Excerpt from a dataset
§

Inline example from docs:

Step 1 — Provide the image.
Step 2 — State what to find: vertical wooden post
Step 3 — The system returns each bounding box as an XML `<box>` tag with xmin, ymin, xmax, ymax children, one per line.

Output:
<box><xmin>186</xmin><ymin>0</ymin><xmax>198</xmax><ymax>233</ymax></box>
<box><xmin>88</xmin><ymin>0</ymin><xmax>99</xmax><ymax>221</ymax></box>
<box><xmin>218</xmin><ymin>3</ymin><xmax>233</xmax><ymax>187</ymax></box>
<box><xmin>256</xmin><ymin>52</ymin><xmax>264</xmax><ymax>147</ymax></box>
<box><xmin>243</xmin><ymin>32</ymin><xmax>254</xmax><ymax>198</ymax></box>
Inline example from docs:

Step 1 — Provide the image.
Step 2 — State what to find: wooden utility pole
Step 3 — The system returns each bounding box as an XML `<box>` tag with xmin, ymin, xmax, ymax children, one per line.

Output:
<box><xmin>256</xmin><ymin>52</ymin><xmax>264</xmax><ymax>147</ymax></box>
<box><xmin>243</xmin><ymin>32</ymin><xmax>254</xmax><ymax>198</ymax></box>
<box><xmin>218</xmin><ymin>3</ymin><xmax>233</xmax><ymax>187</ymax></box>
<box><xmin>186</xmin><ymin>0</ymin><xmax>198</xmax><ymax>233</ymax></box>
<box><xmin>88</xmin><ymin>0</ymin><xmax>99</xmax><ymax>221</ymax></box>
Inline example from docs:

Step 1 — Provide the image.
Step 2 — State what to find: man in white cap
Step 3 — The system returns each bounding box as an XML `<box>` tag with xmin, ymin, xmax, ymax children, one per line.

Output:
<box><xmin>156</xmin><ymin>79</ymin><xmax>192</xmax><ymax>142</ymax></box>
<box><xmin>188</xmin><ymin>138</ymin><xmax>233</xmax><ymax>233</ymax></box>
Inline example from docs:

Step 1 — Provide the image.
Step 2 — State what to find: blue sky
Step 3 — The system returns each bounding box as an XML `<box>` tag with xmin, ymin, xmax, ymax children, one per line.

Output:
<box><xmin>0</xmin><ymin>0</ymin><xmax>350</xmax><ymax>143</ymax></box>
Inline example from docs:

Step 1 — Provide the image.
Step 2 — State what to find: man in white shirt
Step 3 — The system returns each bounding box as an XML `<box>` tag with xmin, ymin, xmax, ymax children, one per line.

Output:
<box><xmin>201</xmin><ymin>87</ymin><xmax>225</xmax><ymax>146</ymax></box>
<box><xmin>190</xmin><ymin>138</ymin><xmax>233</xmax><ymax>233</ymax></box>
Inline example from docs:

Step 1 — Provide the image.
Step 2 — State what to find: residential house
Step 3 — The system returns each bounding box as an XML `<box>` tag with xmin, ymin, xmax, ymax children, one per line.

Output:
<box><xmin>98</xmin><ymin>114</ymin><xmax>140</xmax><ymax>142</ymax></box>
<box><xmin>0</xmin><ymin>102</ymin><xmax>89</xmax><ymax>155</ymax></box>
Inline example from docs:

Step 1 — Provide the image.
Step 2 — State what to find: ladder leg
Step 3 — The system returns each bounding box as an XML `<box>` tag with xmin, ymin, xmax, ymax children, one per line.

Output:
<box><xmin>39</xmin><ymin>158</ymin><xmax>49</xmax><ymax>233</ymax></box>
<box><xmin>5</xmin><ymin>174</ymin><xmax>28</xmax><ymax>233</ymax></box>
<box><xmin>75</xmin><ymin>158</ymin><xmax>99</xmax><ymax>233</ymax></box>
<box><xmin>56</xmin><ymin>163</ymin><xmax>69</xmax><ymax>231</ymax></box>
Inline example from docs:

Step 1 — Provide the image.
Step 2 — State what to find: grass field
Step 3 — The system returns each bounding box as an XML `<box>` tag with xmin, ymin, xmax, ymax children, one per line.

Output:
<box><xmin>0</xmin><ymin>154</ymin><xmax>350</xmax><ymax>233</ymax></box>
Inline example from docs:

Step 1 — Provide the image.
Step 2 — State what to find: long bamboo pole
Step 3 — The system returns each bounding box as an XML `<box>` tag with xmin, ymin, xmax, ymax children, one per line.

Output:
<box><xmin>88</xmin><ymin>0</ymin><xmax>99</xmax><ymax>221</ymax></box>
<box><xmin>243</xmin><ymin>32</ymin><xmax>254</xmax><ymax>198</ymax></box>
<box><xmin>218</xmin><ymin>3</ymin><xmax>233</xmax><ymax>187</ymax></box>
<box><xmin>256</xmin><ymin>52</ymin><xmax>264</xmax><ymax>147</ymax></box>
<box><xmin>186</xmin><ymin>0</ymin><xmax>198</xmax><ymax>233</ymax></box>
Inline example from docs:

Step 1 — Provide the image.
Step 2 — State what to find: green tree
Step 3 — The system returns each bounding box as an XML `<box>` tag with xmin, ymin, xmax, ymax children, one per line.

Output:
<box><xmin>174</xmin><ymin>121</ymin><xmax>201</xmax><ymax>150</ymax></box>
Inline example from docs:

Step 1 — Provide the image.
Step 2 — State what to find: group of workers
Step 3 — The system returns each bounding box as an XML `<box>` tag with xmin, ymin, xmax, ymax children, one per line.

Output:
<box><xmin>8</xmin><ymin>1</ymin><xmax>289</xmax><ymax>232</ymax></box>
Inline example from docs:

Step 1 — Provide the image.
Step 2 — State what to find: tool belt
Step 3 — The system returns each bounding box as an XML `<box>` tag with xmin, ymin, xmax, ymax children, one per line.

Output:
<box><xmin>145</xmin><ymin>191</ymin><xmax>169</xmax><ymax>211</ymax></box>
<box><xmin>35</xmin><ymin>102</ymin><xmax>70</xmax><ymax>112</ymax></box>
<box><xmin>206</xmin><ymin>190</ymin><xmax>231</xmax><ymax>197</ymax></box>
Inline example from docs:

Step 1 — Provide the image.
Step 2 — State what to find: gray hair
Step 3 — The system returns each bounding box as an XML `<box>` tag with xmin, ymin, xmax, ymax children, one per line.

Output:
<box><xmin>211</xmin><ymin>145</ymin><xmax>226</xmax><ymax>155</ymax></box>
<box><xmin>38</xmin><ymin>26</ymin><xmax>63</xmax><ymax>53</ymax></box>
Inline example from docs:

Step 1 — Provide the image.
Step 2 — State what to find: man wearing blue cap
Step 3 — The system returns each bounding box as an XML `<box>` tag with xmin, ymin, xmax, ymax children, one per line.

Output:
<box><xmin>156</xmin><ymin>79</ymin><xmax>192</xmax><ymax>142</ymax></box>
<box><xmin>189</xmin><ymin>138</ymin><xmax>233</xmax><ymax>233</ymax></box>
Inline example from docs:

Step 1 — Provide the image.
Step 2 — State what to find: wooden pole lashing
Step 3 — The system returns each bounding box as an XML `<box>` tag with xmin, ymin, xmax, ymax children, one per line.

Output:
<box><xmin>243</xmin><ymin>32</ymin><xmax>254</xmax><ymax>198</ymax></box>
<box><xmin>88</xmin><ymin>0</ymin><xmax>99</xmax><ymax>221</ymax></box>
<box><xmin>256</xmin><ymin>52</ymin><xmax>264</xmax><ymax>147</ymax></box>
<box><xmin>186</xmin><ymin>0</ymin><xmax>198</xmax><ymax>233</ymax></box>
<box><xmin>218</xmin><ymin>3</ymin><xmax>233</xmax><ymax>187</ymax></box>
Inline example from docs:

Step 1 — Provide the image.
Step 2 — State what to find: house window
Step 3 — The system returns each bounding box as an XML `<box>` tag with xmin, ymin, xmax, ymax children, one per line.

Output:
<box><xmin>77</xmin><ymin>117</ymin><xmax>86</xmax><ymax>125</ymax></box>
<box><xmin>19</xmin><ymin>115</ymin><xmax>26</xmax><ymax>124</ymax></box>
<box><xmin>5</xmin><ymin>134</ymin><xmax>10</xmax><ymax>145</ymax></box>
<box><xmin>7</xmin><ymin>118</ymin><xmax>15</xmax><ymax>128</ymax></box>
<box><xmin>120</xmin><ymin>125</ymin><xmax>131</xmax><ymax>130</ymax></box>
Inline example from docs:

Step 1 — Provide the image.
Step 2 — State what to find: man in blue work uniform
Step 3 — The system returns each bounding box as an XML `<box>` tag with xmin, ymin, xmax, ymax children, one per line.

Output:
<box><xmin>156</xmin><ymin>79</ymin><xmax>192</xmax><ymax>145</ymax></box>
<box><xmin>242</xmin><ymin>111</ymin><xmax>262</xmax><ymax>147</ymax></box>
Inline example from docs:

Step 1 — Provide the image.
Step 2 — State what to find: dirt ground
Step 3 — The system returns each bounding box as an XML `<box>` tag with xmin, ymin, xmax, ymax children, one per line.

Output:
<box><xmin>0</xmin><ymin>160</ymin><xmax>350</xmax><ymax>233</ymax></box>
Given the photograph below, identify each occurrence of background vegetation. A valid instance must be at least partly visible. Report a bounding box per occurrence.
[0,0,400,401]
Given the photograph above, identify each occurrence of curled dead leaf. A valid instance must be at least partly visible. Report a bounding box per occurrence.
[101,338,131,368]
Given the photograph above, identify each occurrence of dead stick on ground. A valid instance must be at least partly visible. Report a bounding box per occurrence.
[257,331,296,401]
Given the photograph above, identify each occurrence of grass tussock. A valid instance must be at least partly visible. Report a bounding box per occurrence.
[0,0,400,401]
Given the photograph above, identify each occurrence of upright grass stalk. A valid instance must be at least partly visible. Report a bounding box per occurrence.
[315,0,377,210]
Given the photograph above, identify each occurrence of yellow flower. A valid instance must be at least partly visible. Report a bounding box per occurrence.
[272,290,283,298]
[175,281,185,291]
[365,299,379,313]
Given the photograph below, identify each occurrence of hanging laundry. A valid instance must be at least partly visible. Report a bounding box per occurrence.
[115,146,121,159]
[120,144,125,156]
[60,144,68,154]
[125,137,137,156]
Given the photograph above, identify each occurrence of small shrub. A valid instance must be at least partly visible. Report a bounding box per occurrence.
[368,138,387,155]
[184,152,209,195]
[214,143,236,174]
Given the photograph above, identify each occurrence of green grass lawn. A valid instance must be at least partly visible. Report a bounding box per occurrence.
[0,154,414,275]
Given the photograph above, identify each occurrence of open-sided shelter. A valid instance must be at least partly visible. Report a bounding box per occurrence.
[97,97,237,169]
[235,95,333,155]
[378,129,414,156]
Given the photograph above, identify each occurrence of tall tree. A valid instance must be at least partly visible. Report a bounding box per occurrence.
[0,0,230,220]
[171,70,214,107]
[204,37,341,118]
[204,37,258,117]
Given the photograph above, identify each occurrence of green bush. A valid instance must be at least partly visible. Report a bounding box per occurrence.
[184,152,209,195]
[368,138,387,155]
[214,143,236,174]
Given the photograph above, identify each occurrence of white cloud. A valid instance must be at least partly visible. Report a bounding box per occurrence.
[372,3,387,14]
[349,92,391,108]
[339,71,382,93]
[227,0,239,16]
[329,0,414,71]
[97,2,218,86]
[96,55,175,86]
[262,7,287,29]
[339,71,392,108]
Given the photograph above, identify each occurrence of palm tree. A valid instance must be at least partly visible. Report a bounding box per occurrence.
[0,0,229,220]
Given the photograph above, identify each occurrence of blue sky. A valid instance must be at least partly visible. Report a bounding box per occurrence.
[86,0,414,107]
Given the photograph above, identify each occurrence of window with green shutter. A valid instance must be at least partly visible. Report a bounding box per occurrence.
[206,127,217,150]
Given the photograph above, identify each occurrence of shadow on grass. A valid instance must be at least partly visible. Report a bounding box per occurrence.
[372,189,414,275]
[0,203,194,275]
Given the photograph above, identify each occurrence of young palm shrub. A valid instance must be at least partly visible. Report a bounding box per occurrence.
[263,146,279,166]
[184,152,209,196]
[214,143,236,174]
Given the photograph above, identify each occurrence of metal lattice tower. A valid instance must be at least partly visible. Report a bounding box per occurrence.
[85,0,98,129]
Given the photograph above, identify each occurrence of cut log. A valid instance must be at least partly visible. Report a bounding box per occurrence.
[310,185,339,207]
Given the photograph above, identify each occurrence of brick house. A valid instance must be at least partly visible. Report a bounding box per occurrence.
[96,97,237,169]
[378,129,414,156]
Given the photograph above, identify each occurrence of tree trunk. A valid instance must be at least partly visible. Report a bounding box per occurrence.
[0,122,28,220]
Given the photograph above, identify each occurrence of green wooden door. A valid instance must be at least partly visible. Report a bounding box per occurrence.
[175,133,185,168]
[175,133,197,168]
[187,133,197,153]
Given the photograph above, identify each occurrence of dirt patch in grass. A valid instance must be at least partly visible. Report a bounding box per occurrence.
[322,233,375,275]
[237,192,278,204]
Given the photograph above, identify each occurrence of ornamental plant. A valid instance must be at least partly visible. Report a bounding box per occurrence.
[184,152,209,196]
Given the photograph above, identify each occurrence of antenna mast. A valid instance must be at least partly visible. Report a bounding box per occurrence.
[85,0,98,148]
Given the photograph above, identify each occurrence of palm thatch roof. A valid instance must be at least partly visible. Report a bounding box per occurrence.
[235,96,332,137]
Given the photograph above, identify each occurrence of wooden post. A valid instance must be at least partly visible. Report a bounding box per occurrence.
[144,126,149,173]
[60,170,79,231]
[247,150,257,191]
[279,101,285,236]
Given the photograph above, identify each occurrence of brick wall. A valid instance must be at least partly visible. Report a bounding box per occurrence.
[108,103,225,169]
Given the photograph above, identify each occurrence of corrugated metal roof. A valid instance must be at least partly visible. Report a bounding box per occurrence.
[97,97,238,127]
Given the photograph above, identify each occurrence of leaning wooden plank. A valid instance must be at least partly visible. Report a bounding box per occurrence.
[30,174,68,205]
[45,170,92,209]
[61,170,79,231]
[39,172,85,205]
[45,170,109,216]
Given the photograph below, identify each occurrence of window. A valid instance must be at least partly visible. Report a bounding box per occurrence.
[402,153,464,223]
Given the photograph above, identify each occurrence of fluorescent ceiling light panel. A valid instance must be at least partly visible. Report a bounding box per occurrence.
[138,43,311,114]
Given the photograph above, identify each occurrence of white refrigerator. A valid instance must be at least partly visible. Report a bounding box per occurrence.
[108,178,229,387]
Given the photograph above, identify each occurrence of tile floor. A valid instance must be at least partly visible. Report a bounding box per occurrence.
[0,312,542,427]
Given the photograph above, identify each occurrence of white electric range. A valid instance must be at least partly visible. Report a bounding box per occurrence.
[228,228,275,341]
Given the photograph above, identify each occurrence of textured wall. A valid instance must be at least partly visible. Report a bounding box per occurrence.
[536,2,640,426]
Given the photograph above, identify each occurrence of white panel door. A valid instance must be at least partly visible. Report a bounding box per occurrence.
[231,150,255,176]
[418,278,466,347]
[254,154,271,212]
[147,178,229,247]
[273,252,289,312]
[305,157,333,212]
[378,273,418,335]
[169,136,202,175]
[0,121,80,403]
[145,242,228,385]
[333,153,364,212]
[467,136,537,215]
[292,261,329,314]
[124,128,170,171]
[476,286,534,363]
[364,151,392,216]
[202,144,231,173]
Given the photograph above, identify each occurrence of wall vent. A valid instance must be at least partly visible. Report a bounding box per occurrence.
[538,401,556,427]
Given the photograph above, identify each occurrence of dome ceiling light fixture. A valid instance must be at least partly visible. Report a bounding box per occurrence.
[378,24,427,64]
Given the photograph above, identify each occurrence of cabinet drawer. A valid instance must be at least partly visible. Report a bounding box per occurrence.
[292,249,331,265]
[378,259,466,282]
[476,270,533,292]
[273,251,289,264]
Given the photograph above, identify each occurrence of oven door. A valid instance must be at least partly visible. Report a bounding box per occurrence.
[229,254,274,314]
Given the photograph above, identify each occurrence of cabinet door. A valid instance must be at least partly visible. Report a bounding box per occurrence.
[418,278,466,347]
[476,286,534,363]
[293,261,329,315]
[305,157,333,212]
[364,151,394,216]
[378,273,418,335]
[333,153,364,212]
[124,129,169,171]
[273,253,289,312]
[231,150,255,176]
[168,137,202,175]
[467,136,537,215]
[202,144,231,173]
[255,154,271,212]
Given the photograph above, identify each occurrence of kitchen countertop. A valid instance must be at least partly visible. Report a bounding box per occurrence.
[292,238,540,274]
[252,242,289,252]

§

Problem description. Substitute "cupboard door" for "cabinet door" and write out the lines of the data above again, from the line containing "of cabinet door." through the line containing "[124,129,169,171]", inclusive. Leave everything else unchanged.

Answer for this exercise.
Given the photograph above, identify each occurrence of cupboard door. A valid instance must be at least partly visible. Report a bounding box per occurrence.
[418,278,466,347]
[476,286,534,363]
[293,261,329,315]
[305,157,333,212]
[364,151,394,216]
[378,273,418,335]
[333,153,364,212]
[124,129,169,171]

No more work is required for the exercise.